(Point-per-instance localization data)
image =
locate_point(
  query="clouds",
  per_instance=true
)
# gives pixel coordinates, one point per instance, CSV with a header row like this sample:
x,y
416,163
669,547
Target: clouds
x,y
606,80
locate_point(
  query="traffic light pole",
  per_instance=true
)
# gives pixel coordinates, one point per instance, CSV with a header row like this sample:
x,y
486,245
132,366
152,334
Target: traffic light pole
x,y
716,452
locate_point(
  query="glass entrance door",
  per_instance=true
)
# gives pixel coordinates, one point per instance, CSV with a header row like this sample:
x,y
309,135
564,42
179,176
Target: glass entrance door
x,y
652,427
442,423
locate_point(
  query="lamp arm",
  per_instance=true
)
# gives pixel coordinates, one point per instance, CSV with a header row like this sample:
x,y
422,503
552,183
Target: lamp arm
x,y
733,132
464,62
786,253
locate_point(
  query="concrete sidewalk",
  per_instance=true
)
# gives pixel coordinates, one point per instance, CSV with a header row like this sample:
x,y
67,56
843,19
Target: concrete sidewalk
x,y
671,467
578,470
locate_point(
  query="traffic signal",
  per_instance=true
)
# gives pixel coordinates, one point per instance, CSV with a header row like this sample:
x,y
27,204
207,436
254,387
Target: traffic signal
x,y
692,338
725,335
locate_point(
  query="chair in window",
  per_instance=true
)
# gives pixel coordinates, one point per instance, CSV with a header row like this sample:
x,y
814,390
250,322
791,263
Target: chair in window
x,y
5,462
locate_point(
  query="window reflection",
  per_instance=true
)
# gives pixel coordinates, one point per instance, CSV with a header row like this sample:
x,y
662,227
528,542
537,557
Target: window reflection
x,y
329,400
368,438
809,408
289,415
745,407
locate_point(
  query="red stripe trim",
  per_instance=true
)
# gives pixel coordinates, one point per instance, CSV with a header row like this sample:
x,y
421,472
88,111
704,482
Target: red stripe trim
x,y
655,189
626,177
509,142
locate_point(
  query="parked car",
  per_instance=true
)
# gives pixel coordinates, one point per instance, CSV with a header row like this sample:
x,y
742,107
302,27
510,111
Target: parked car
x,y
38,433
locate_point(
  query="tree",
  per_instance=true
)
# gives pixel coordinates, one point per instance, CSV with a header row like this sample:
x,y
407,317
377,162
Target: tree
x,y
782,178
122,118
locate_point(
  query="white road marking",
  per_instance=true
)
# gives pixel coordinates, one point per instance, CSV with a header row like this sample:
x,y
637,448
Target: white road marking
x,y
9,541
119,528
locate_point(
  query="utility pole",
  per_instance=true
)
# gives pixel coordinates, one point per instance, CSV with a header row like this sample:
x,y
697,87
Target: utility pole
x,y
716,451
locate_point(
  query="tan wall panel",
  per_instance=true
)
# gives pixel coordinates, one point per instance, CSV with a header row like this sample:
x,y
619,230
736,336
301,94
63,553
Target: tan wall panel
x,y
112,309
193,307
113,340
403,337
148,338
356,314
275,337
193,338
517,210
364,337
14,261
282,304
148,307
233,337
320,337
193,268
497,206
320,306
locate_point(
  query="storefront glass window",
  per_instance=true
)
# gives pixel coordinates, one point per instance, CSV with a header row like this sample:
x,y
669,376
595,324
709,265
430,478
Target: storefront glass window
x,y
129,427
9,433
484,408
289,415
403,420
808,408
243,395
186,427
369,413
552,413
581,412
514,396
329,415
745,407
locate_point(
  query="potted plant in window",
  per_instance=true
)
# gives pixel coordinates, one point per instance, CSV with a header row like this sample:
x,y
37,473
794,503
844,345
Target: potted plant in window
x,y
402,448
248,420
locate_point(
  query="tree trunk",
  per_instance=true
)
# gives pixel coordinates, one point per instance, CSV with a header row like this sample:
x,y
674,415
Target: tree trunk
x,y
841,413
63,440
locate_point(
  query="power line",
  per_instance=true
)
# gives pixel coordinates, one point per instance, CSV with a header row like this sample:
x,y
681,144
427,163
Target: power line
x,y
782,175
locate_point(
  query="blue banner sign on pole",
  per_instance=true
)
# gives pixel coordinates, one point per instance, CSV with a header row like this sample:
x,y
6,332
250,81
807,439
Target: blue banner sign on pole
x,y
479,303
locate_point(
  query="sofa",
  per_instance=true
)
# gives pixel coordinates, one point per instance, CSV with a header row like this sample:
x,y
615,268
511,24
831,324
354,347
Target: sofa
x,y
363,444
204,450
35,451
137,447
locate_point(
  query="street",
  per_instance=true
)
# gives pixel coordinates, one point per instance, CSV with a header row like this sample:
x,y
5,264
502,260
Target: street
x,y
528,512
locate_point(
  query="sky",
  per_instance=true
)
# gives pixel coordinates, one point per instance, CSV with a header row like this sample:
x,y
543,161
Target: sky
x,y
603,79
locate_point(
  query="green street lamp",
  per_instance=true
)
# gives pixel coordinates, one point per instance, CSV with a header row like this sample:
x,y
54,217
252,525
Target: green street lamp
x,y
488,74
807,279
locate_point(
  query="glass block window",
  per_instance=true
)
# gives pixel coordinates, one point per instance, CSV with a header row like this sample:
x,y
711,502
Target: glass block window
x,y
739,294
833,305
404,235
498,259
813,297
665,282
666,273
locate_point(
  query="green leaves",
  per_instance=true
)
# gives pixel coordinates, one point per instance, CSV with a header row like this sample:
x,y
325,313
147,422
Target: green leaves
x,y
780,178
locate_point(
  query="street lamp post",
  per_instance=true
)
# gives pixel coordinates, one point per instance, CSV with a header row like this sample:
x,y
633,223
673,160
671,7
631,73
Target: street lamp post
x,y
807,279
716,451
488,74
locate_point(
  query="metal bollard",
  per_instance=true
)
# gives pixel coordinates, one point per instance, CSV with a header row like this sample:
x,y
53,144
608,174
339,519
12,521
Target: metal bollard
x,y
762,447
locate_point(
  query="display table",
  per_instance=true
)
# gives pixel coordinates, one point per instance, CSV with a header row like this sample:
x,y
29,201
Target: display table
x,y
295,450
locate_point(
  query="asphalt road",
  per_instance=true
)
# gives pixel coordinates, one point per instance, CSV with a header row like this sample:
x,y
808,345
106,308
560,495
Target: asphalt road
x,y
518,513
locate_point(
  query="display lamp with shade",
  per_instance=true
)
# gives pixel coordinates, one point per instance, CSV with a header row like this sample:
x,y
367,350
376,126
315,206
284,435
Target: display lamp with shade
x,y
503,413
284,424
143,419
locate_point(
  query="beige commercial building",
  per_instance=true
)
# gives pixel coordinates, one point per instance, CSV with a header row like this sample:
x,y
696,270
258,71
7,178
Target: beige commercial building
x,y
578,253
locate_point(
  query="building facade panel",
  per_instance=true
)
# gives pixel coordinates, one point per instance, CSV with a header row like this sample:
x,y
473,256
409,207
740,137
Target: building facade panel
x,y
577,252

## Directions for this task
Each record above must be transcribed exactly, and none may be skipped.

## Exercise output
image =
locate_point(
  query="clouds",
  per_instance=true
)
# gives pixel coordinates, one point per instance, CSV with a header row like this sample:
x,y
416,163
669,547
Target: clouds
x,y
606,80
locate_point(
  query="traffic light pole",
  per_instance=true
)
# gives pixel coordinates, one point per instance, CSV with a header row like this sample:
x,y
486,245
132,366
152,334
Target: traffic light pole
x,y
716,452
locate_point(
  query="glass entrance door",
  per_instance=true
)
# gives pixel coordinates, one point per instance, CSV with a header row like this sample:
x,y
309,135
564,42
179,176
Target: glass entrance door
x,y
652,427
442,423
locate_point(
  query="lamp arm",
  per_instance=true
)
# gives pixel coordinates, one point per instance, CSV with a header row like this sample:
x,y
422,503
552,183
Target: lamp arm
x,y
733,132
464,62
786,253
locate_point(
  query="concrete sidewalk",
  per_instance=true
)
# gives pixel coordinates, one point per instance, CSV with a header row like this sample:
x,y
67,56
843,19
Target: concrete sidewalk
x,y
671,467
578,470
locate_point(
  query="traffic signal",
  per_instance=true
)
# gives pixel coordinates, one point per instance, CSV with a header row like this sample:
x,y
27,204
207,436
254,387
Target: traffic signal
x,y
692,338
725,335
locate_point(
  query="chair in window",
  per_instance=true
)
# gives pixel coordinates, one point per instance, CSV with a header row like this sample:
x,y
814,390
250,322
791,263
Target: chair in window
x,y
5,462
locate_point(
  query="window reflection",
  per_instance=true
)
# gives pixel coordinates, one point per instance, CSV with a header row like this sample:
x,y
662,227
528,542
537,557
Target: window reflection
x,y
329,400
368,438
809,408
289,415
745,407
locate_point(
  query="red stripe trim",
  per_instance=true
)
# gives pixel coordinates, one point per instance, CSV with a header row like this sample:
x,y
421,472
88,111
704,482
Target: red stripe trim
x,y
655,189
626,177
509,142
locate_point(
  query="parked car",
  per_instance=true
)
# gives pixel coordinates, one point per instance, CSV with a header row like this sample:
x,y
742,107
302,27
510,111
Target: parked car
x,y
38,433
locate_point(
  query="tree",
  per_instance=true
)
# gives pixel coordinates, one point per instance, CSV with a header row like this sample:
x,y
407,317
377,162
Target: tree
x,y
782,178
122,118
locate_point(
  query="white road marking",
  per_instance=true
)
# gives pixel coordinates, one point per instance, CSV with a header row like this sample:
x,y
637,448
Target: white road marking
x,y
9,541
119,528
locate_point(
  query="utility pole",
  per_instance=true
)
# gives pixel coordinates, one point per instance, CSV with a header row like this sample:
x,y
697,87
Target: utility pole
x,y
716,451
locate_point(
  query="tan wall panel",
  per_instance=true
)
# gives pixel coordinates, one point per instance, CSV with a header row like this sample:
x,y
619,230
736,336
301,94
63,553
Target: tan wall panel
x,y
112,309
193,307
113,340
403,337
148,338
356,314
275,337
193,338
517,210
364,337
14,261
282,304
148,307
233,337
320,337
193,268
497,206
320,306
locate_point(
  query="storefront glass window",
  per_instance=true
)
# gives pixel coordinates, one point per instance, CSV with a header row like this sample:
x,y
669,376
595,324
709,265
430,478
Target: storefront glass window
x,y
129,427
9,433
484,408
289,415
403,420
808,408
243,395
186,427
369,413
552,413
581,412
514,396
329,415
745,407
locate_point(
  query="potted plant in window",
  per_instance=true
)
# gives pixel coordinates, one point per instance, CSV with a header row like this sample:
x,y
37,473
794,503
844,345
Target: potted plant in window
x,y
402,448
248,420
locate_point(
  query="tree trunk",
  per_instance=true
)
# gives pixel coordinates, one point per instance, CSV with a header row like this sample:
x,y
674,415
Target: tree trunk
x,y
841,413
63,440
locate_point(
  query="power line",
  per_instance=true
)
# gives pixel coordinates, one point per instance, CSV with a header row like this sample:
x,y
681,144
427,163
Target: power line
x,y
782,175
locate_point(
  query="blue banner sign on pole",
  per_instance=true
)
# gives pixel coordinates, one point per instance, CSV with a header row like this sample:
x,y
6,332
250,81
807,439
Target: blue banner sign on pole
x,y
479,303
locate_point(
  query="sofa",
  per_instance=true
)
# gives pixel coordinates, one point per instance, CSV with a header row like this sample:
x,y
615,268
511,24
831,324
354,347
Target: sofa
x,y
363,444
204,450
35,451
137,447
locate_point(
  query="street",
  per_instance=true
)
# gives pixel coordinates, one point per instance, CSV with a header row like this sample:
x,y
5,264
502,260
Target: street
x,y
528,512
locate_point(
  query="sky",
  per_instance=true
)
# gives pixel coordinates, one point per instance, CSV with a header row like this sample:
x,y
543,161
Target: sky
x,y
603,79
locate_point(
  query="green street lamp",
  per_instance=true
)
# gives pixel coordinates, one point per instance, CSV with a header row like this sample:
x,y
54,217
252,525
Target: green street lamp
x,y
488,74
807,279
locate_point(
  query="glass block window",
  per_instance=true
)
# gives pixel coordinates, one point per instance, CSV with a header row like this sample:
x,y
711,502
Target: glass block window
x,y
739,294
833,305
404,235
498,259
813,297
665,282
666,273
locate_point(
  query="green leaves",
  per_instance=true
)
# gives pixel coordinates, one point per instance, CSV with a header row like this sample:
x,y
325,313
147,422
Target: green leaves
x,y
780,178
locate_point(
  query="street lamp post",
  per_instance=true
)
# gives pixel coordinates, one point per instance, CSV with a header row like this sample:
x,y
633,223
673,160
671,7
631,73
Target: street lamp post
x,y
807,279
716,451
488,74
locate_point(
  query="metal bollard",
  per_instance=true
)
# gives pixel coordinates, one point per instance, CSV with a header row like this sample:
x,y
53,144
608,174
339,519
12,521
Target: metal bollard
x,y
762,447
locate_point(
  query="display table",
  per_instance=true
)
# gives pixel coordinates, one point per instance, CSV with a header row like this sample:
x,y
29,201
Target: display table
x,y
295,450
locate_point(
  query="asphalt road",
  per_instance=true
)
# gives pixel coordinates, one point per instance, CSV with a header row like this sample:
x,y
808,345
106,308
560,495
Target: asphalt road
x,y
518,513
locate_point(
  query="display lamp with shade",
  per_instance=true
)
# gives pixel coordinates, one point per instance, CSV with a header row like this sample:
x,y
367,350
376,126
315,206
284,435
Target: display lamp with shade
x,y
503,413
284,424
143,419
locate_point(
  query="beige commercial building",
  per_instance=true
)
# gives pixel coordinates, one point per instance, CSV with a header row like this sample:
x,y
696,270
258,71
7,178
Target: beige commercial building
x,y
578,253
locate_point(
  query="building facade panel",
  per_instance=true
)
# gives pixel coordinates, one point per instance, CSV with a header row like this sample:
x,y
473,256
409,207
740,137
Target: building facade panel
x,y
577,252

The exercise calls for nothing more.